所示数据:
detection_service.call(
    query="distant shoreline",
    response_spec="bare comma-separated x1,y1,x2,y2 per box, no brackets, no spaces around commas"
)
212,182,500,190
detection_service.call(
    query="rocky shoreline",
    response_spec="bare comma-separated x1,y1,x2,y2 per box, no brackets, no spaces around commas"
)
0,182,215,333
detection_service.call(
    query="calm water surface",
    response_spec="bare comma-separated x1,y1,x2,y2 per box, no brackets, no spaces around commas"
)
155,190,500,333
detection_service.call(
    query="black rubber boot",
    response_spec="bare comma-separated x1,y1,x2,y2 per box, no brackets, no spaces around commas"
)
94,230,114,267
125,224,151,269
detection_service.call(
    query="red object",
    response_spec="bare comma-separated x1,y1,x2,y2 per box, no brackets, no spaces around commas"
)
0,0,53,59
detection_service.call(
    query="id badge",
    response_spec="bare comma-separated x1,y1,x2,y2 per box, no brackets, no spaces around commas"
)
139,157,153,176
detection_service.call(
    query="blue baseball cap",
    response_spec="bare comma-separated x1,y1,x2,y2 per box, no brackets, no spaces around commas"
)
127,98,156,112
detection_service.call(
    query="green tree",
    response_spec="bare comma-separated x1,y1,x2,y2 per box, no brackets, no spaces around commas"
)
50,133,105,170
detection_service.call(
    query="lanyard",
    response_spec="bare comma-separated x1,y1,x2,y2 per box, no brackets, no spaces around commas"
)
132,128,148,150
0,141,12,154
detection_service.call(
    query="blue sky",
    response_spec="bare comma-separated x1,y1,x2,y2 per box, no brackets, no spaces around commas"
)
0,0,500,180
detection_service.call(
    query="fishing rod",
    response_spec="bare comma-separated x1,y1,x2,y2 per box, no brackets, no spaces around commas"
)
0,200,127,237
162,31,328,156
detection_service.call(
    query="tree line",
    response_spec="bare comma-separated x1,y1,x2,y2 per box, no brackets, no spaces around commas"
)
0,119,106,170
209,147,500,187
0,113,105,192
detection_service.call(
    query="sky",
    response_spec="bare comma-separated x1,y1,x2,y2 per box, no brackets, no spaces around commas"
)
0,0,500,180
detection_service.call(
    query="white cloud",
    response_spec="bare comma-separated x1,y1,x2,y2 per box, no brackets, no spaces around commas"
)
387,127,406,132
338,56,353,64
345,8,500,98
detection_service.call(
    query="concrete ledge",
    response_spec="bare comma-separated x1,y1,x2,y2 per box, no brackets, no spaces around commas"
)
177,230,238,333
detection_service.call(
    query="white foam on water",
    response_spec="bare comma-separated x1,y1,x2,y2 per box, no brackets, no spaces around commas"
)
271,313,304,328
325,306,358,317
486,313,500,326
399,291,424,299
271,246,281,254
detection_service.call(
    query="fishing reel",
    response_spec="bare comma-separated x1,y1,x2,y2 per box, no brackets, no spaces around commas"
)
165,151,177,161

==

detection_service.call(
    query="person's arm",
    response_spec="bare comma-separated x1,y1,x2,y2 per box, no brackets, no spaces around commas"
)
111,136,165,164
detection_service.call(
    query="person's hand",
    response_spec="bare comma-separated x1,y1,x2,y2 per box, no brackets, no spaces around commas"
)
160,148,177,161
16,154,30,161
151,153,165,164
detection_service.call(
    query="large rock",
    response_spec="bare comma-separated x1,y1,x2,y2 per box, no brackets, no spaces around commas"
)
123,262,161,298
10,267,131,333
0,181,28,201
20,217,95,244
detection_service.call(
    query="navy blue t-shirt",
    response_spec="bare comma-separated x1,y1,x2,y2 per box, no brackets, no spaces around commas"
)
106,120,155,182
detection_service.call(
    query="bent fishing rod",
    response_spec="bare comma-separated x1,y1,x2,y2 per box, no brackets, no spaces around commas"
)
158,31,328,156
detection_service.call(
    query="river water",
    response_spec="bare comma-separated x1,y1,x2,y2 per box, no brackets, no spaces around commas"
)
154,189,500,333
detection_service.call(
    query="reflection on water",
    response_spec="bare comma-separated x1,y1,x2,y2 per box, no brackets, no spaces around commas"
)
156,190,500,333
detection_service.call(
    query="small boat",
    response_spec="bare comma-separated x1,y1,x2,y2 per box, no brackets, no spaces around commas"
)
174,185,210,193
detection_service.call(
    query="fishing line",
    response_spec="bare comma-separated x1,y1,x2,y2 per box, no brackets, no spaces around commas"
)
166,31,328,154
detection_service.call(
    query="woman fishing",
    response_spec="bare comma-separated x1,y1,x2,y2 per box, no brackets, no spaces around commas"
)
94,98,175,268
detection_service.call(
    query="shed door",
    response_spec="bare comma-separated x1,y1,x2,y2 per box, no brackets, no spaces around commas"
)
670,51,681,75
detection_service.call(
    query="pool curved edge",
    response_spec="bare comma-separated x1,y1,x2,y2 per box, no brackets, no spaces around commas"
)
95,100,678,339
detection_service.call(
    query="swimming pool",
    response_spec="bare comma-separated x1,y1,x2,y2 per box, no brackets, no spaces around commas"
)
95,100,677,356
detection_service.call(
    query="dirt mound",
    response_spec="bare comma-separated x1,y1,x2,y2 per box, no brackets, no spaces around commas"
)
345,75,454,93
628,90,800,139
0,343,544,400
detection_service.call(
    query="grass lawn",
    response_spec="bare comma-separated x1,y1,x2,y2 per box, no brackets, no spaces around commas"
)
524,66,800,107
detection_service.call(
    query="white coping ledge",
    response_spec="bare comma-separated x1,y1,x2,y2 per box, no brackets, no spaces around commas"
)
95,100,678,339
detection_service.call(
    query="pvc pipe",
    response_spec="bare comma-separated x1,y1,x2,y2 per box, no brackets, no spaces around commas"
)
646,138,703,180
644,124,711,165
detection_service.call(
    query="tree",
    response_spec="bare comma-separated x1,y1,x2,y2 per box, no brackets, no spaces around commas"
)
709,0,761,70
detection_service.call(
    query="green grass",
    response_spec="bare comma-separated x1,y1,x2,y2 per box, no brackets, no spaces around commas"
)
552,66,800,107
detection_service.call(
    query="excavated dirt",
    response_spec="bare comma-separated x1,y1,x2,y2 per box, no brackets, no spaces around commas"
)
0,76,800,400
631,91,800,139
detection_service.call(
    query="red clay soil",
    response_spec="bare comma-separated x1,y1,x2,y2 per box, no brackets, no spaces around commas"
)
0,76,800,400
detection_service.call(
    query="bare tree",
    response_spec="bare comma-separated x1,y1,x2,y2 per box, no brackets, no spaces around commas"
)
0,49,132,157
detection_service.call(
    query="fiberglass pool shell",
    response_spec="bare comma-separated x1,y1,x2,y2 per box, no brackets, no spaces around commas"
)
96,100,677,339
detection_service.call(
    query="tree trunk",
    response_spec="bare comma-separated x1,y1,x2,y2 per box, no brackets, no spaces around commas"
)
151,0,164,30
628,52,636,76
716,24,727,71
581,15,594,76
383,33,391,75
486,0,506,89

==

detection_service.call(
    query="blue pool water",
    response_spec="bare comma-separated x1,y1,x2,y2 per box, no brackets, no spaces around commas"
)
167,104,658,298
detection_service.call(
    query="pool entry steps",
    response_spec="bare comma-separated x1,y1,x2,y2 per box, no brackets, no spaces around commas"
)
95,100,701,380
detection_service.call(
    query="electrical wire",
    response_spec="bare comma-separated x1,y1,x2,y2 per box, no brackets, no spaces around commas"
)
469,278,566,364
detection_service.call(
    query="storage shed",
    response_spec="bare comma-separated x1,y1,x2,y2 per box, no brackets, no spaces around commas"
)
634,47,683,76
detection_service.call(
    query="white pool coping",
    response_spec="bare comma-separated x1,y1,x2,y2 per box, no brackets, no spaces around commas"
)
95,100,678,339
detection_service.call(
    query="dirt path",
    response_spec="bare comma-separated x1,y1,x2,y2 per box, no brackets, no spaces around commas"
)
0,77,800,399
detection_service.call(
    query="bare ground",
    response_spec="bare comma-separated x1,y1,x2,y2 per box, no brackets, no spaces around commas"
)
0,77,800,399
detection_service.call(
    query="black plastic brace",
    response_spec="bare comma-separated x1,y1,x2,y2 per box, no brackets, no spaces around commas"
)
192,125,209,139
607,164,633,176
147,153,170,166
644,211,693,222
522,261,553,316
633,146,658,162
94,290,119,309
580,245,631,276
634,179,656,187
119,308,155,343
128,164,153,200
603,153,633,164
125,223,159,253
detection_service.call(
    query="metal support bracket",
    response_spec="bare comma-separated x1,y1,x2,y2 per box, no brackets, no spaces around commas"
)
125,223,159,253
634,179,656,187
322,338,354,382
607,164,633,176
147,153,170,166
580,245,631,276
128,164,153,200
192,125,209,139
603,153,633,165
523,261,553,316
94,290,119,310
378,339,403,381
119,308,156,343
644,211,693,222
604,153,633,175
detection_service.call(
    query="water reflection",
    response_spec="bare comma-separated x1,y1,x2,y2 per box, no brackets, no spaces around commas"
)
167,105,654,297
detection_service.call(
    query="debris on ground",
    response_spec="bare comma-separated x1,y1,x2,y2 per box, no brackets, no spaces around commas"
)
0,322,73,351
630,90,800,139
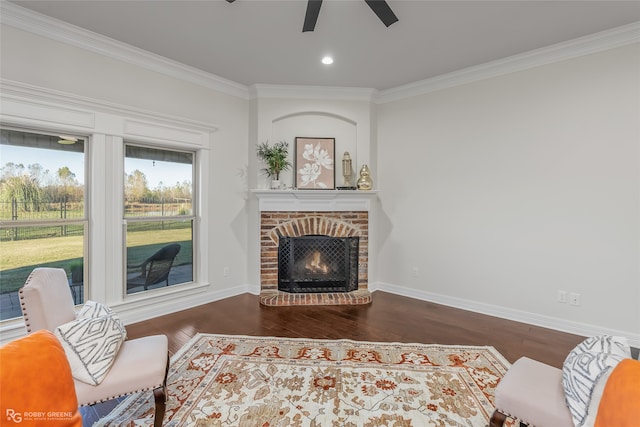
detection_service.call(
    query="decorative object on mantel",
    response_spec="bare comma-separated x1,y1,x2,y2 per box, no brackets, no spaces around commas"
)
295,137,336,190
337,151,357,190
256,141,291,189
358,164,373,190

给定题目:
请统计上面各行中有多少行含有字符串“person”，区分大小写，只写出行数。

练习结果:
2